Entries taken from an annotation dataset
────────────────────────────────────────

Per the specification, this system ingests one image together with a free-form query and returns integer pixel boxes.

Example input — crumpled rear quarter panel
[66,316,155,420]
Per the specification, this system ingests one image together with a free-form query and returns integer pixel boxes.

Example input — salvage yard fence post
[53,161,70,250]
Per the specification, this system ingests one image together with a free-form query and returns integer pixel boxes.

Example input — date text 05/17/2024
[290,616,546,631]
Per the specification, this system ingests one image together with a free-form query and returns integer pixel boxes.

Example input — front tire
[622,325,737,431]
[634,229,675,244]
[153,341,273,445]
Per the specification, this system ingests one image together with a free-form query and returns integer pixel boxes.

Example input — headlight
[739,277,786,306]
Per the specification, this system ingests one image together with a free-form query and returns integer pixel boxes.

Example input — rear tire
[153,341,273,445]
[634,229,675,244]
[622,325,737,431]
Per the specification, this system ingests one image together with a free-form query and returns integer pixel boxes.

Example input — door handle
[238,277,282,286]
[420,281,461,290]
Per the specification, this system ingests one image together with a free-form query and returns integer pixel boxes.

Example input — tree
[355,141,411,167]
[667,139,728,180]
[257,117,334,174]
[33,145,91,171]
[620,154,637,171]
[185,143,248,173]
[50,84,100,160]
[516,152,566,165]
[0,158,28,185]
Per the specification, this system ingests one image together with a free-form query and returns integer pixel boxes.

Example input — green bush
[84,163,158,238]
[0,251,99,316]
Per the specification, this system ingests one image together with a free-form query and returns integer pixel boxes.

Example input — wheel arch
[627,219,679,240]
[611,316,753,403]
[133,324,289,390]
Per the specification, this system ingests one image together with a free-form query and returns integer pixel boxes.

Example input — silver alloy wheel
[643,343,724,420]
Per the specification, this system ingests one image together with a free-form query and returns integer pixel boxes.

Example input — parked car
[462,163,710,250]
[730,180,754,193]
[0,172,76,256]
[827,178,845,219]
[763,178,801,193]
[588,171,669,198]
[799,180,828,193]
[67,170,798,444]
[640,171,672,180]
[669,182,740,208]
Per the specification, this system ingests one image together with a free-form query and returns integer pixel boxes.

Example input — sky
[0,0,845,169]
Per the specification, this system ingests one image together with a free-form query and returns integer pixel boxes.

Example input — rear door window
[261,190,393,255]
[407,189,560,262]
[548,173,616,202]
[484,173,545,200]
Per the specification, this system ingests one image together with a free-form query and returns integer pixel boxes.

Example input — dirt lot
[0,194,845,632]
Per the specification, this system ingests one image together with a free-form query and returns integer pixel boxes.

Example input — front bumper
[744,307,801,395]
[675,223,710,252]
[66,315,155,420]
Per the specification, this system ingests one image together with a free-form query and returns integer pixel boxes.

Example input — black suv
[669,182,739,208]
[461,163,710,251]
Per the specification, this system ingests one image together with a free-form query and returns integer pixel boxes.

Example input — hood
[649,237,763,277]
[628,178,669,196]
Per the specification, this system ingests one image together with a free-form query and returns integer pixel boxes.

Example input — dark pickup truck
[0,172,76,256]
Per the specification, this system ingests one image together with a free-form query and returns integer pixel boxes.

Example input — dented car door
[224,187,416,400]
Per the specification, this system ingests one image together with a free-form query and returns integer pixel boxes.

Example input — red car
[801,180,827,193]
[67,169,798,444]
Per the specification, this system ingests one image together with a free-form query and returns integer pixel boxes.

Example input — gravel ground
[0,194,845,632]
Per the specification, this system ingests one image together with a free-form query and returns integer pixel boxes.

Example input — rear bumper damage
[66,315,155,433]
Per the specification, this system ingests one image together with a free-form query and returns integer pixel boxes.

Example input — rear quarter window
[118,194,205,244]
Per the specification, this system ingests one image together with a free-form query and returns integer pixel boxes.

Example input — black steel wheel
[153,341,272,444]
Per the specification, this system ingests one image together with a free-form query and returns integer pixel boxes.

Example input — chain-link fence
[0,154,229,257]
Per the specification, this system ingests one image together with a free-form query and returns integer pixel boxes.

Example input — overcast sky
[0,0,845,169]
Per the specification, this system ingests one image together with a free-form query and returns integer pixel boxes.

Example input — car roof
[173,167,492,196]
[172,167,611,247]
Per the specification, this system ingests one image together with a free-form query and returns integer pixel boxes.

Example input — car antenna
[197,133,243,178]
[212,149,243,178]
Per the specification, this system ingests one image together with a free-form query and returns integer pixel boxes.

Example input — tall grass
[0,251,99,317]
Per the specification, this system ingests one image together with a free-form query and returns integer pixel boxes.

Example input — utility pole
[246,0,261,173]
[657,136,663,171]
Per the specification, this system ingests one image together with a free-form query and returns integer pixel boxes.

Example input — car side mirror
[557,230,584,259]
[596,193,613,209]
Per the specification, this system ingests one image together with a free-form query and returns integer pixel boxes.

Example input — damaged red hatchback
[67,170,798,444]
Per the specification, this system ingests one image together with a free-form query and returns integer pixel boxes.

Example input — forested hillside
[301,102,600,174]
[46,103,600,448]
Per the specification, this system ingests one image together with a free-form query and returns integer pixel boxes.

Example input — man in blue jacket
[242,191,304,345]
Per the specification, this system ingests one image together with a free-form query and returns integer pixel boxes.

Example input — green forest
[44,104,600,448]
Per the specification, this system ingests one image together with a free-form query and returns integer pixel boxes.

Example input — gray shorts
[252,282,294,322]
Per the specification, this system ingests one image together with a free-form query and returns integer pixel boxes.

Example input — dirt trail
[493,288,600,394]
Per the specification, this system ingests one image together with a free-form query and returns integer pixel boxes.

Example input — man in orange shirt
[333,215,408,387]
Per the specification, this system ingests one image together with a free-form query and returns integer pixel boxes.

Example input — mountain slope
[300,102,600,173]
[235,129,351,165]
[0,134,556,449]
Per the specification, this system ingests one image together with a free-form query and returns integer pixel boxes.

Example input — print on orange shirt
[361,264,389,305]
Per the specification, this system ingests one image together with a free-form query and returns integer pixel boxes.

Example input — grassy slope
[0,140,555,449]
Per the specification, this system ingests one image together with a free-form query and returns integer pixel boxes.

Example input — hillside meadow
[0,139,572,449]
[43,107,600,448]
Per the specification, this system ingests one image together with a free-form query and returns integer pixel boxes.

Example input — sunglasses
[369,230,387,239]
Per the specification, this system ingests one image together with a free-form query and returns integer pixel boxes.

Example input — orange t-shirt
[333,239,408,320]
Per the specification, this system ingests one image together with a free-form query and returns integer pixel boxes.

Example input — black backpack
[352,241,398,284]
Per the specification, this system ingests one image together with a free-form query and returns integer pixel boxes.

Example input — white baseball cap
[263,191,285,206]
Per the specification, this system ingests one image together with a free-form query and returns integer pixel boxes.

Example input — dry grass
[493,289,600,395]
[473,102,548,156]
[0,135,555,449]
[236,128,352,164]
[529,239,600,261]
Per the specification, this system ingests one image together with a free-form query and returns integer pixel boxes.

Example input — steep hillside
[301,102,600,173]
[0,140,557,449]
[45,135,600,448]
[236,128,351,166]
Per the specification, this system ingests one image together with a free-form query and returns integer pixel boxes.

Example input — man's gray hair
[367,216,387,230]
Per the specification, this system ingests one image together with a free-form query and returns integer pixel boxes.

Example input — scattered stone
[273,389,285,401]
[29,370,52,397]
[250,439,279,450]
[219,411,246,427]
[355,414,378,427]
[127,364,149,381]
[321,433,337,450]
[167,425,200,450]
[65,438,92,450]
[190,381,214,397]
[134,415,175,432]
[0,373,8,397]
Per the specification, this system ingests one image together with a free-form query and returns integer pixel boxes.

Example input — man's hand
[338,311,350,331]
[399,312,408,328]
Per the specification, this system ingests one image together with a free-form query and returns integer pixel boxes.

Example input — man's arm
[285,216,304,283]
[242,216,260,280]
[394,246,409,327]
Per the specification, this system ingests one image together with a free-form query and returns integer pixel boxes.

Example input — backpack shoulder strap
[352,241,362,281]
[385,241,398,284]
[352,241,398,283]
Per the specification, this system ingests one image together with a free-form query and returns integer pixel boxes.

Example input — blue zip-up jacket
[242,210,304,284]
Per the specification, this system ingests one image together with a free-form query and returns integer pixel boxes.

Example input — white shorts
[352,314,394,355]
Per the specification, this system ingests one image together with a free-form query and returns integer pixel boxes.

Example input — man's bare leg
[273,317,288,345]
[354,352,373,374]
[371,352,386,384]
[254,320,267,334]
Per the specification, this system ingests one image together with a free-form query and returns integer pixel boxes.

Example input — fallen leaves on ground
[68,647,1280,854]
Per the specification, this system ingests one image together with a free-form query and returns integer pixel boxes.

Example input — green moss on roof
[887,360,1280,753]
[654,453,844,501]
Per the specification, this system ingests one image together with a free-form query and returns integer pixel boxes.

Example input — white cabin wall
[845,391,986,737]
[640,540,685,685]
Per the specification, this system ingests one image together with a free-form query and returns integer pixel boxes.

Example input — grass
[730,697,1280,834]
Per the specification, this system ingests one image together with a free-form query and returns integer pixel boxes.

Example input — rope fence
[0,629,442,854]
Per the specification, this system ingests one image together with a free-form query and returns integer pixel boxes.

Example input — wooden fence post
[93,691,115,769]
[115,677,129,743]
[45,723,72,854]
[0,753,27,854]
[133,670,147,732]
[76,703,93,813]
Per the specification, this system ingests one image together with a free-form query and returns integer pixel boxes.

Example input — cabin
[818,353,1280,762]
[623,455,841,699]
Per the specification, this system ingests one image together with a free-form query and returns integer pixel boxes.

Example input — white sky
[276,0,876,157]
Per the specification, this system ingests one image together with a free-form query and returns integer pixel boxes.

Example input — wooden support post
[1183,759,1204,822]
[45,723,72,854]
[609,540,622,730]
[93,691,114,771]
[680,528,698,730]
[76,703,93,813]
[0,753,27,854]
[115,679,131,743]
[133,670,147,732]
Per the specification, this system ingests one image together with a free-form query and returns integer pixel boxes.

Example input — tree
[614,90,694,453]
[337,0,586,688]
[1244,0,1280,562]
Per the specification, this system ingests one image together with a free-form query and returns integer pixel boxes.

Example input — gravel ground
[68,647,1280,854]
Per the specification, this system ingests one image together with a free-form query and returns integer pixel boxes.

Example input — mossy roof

────────────────────────────────────────

→ **Problem to work on**
Can you copy the material verbatim, starting with its first line and going on through the line containing "[133,324,289,390]", with both of those lines included?

→ **Complete response**
Per the specification, this system ingests one image together with a free-form query and returns integer pixel boxes.

Example input — crumpled rear quarter panel
[66,316,155,420]
Per the specification, this system ingests one image together with a free-form query and returns integer pixel boxes.

Example input — salvage yard fence post
[53,161,70,250]
Per the specification, this system ingests one image together with a free-form query and returns integer pixel boxes.

Example input — date text 05/17/2024
[290,616,546,631]
Per the specification, this system ingests one image together with a free-form query and returns integer pixel boxes.

Example input — front tire
[622,325,737,431]
[634,229,675,244]
[153,341,273,445]
Per the specification, this system ingests one image together with a free-form query and returns integer pixel boxes.

Example input — headlight
[739,277,786,306]
Per the specification, this system ingests one image together with a free-form query and returns integer pixel boxes.

Example input — rear tire
[153,341,273,445]
[634,229,675,244]
[622,325,737,431]
Per the specification, this system ingests one image together with a free-form query and returns integer pixel boxes.

Example input — door handle
[238,277,282,286]
[420,281,461,290]
Per the specification, this system ingests one image together with a free-form query and returns integer pixel boxes.

Example input — tree
[355,141,411,167]
[667,139,728,180]
[257,117,334,174]
[33,145,91,171]
[620,154,637,171]
[185,143,248,173]
[50,84,100,160]
[516,152,566,165]
[0,158,28,185]
Per the specification, this system ingests one image together with a free-form query and returns integer pixel boxes.

Example input — green bush
[84,163,158,238]
[0,251,99,316]
Per the specification, this system ingests one image together with a free-form query and returns integer pixel boxes.

Example input — wheel arch
[627,219,679,240]
[611,316,753,403]
[133,324,289,390]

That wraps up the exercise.